- Short task -
How many lines in the records below contain the string "tree"? Matches are case-sensitive. Reply with the number alone.
☆ ☆ ☆ ☆ ☆ ☆ ☆
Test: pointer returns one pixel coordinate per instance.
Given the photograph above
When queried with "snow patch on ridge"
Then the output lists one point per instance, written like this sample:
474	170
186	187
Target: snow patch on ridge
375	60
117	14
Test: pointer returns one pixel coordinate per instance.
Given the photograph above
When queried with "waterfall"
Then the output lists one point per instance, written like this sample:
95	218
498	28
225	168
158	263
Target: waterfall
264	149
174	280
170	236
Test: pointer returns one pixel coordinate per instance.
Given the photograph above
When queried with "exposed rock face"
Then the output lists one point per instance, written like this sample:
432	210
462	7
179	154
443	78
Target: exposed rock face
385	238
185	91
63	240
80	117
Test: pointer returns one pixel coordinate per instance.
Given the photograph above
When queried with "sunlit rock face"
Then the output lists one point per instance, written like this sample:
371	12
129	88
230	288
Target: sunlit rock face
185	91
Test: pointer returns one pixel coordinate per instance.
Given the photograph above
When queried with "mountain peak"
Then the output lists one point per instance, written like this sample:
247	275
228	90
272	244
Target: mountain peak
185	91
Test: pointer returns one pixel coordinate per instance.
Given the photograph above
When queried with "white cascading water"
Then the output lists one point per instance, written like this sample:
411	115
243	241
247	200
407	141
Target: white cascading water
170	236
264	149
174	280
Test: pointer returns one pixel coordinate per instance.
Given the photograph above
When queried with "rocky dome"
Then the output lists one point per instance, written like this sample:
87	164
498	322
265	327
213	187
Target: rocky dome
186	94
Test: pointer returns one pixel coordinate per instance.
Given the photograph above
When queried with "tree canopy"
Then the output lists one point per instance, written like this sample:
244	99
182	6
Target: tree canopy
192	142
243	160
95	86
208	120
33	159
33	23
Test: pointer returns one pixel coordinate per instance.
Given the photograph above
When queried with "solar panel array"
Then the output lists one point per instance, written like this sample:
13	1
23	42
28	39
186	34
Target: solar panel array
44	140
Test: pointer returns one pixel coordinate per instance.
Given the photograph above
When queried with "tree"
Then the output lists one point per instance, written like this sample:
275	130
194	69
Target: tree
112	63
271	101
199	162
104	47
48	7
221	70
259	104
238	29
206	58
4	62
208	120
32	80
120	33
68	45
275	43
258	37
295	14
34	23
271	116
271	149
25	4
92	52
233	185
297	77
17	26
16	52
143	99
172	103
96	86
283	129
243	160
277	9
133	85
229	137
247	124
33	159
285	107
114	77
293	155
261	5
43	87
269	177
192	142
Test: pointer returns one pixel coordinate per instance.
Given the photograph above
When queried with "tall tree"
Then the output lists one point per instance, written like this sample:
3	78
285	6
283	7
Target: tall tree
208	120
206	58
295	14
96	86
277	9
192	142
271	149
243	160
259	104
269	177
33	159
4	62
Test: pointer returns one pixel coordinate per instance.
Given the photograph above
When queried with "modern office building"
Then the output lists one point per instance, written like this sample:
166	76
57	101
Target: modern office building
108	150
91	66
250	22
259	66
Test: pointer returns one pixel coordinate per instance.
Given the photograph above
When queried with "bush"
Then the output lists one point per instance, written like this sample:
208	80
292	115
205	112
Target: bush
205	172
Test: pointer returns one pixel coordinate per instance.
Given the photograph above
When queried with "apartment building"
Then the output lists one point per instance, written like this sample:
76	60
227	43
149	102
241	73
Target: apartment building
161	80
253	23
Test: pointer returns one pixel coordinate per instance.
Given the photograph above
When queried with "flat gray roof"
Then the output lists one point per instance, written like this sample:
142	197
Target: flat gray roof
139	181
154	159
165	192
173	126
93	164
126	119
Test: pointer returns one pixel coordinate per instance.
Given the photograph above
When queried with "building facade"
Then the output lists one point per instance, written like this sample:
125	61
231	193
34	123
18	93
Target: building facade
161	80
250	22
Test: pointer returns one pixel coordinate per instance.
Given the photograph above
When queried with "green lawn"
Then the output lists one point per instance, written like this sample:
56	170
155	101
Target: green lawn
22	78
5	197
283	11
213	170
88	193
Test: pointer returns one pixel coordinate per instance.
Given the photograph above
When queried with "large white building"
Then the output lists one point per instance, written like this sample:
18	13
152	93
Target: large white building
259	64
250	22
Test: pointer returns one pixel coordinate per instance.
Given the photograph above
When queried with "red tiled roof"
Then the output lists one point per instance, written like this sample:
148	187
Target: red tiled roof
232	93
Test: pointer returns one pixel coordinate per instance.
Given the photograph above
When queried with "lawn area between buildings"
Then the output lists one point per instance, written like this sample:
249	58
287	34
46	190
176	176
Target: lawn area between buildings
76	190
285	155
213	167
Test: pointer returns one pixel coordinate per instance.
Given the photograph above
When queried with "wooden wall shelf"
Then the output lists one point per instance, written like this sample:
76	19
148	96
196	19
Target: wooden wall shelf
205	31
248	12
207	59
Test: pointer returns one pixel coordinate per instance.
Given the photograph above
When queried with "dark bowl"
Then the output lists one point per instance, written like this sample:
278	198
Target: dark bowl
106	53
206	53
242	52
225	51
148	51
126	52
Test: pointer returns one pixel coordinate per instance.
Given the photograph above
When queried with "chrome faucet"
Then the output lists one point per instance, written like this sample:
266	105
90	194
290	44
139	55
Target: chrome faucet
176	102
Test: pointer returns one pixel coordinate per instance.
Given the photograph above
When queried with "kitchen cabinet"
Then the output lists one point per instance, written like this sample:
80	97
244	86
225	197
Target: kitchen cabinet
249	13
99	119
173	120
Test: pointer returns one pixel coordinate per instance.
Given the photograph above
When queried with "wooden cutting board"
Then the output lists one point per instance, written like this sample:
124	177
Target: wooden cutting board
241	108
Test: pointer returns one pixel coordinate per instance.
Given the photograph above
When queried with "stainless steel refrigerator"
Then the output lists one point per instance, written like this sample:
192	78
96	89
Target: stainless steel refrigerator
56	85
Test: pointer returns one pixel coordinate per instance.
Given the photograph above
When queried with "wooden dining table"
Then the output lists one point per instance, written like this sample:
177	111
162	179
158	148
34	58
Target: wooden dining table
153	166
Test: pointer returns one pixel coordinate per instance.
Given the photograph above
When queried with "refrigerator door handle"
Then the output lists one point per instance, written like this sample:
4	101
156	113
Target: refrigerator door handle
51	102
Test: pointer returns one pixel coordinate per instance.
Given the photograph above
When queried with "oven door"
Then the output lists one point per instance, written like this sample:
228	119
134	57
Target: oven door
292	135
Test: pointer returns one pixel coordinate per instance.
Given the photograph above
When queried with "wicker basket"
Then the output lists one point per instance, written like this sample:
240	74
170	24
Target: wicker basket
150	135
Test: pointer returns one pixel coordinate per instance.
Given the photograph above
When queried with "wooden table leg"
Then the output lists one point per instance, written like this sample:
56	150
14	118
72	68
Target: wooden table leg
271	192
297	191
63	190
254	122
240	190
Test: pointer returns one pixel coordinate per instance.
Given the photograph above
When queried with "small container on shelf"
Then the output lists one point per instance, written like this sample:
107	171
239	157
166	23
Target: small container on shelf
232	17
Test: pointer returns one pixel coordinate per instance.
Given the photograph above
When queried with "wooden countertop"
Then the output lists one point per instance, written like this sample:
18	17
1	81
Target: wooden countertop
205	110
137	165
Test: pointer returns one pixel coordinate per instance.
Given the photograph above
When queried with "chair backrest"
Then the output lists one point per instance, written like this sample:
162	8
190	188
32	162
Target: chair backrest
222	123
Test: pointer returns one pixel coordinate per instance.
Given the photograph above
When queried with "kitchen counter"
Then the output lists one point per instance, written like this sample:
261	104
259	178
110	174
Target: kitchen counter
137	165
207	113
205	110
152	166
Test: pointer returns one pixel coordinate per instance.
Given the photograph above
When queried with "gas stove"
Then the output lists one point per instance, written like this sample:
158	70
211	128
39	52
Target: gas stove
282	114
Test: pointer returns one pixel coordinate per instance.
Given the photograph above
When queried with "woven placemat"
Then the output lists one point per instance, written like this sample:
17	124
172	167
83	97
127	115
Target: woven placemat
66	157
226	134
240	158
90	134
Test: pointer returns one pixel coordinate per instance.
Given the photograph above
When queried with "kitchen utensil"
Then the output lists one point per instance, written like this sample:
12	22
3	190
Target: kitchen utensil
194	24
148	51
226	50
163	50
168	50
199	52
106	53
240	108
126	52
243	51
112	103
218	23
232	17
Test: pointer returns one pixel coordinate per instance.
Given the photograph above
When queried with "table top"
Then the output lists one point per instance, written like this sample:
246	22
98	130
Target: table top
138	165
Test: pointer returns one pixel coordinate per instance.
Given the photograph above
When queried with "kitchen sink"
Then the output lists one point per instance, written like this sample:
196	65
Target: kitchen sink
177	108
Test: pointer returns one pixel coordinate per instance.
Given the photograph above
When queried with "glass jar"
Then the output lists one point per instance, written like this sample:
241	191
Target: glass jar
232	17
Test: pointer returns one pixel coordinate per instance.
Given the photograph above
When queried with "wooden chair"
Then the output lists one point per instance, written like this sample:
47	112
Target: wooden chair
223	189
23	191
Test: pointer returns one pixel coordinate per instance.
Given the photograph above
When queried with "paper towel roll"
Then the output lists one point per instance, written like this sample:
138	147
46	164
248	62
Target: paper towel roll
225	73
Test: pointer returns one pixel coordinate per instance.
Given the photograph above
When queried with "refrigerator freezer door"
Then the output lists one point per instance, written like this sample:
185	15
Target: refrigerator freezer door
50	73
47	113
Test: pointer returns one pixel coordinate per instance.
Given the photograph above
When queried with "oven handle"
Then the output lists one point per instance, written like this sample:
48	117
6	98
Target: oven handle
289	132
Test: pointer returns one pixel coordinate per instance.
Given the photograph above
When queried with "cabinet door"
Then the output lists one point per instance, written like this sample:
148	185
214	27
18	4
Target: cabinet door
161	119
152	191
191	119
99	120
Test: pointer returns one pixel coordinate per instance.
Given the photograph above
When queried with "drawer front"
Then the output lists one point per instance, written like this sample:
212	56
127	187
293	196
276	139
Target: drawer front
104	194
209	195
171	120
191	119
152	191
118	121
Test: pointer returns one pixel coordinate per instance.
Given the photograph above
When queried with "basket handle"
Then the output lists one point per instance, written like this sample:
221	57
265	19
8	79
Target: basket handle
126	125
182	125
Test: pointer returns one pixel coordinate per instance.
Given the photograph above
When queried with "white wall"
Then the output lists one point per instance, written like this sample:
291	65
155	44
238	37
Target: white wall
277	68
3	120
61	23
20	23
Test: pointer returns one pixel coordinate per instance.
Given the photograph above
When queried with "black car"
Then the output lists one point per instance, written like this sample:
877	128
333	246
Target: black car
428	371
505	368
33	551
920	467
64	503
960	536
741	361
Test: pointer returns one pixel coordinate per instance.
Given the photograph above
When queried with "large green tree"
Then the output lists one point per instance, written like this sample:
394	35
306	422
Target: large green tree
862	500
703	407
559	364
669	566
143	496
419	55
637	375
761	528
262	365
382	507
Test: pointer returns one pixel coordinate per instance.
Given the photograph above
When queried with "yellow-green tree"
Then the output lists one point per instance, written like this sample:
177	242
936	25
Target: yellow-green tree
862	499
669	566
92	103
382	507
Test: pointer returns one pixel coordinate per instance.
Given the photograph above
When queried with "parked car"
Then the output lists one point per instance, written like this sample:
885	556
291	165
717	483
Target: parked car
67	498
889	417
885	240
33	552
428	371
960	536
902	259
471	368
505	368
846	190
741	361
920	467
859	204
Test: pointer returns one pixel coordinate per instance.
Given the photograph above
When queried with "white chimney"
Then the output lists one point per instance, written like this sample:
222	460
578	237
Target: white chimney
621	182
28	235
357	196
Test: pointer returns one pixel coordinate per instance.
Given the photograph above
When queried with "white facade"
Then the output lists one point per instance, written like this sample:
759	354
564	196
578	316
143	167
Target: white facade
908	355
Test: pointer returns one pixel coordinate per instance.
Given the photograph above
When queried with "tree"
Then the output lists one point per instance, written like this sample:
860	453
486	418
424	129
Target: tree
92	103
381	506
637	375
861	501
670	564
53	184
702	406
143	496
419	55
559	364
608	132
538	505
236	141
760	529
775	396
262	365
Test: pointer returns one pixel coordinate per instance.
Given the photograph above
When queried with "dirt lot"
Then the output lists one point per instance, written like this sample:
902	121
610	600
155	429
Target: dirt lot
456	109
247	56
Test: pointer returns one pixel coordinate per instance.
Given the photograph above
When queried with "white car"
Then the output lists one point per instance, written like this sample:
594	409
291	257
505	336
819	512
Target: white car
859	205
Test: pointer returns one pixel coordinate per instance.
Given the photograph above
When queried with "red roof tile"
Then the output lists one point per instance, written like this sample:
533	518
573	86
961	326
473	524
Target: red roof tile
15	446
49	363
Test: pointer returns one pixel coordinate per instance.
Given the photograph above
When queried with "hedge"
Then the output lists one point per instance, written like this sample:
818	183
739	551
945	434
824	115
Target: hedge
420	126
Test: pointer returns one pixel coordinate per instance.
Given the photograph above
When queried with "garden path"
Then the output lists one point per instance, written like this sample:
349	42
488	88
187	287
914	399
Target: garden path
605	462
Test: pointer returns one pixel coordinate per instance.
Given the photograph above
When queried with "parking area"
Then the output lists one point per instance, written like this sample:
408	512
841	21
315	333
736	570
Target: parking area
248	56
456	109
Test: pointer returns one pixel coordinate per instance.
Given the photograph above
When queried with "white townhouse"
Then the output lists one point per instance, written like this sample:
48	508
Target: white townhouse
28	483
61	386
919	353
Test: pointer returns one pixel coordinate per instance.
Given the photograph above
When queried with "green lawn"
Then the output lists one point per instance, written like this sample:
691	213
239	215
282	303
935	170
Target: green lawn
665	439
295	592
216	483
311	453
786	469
☆ ☆ ☆ ☆ ☆ ☆ ☆
- Complete answer -
12